[INSTRUCTIONS FOR THE TASK]:
Answer these from the passage on the rotation of diatomic molecules:
(a) Which kind of diatomic molecule does the passage consider first?
(b) In terms of what quantities is the moment of inertia given?
(c) How degenerate is the jth energy level?

* Begin SELECTED EXTRACT *

Rotation of Diatomic Molecules

We will begin by considering heteronuclear diatomic molecules, i.e. those which have two different atomic species.

The classical expression for the energy of rotation is given by

\(\displaystyle E = \frac{L^2}{2I}\,,\)

where \(L\) is the angular momentum and \(I\) is the moment of inertia, which is given in terms of the average internuclear spacing \(r\) and the masses of the constituent nuclei by

\(\displaystyle I = \frac{m_1m_2}{m_1+m_2}r^2\,.\)

For a quantum mechanical system, the allowed values of the angular momentum are quantized, and the operator \(L^2\) can only take the values

\(j(j+1)\hbar^2\ , \quad j=0,1,2,\ldots\)

Moreover, the \(j\)th energy level is (\(2j+1\))-fold degenerate. Thus, the energy level structure is given by the following figure (Fig. 6.6 from your book)

* End SELECTED EXTRACT *
* Begin DATA SEGMENT *

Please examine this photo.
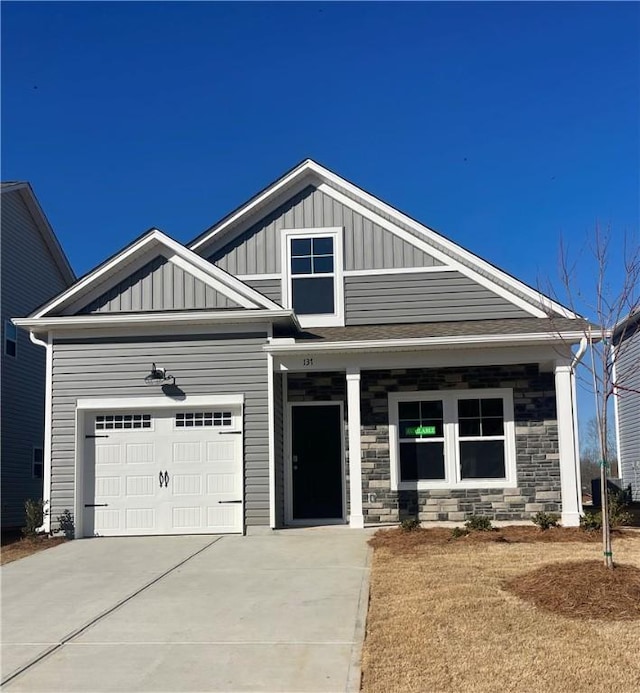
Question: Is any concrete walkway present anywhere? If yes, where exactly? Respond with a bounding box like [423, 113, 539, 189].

* End DATA SEGMENT *

[TASK RESULT]:
(a) Heteronuclear diatomic molecules, which have two different atomic species.
(b) The average internuclear spacing r and the masses of the constituent nuclei.
(c) It is (2j+1)-fold degenerate.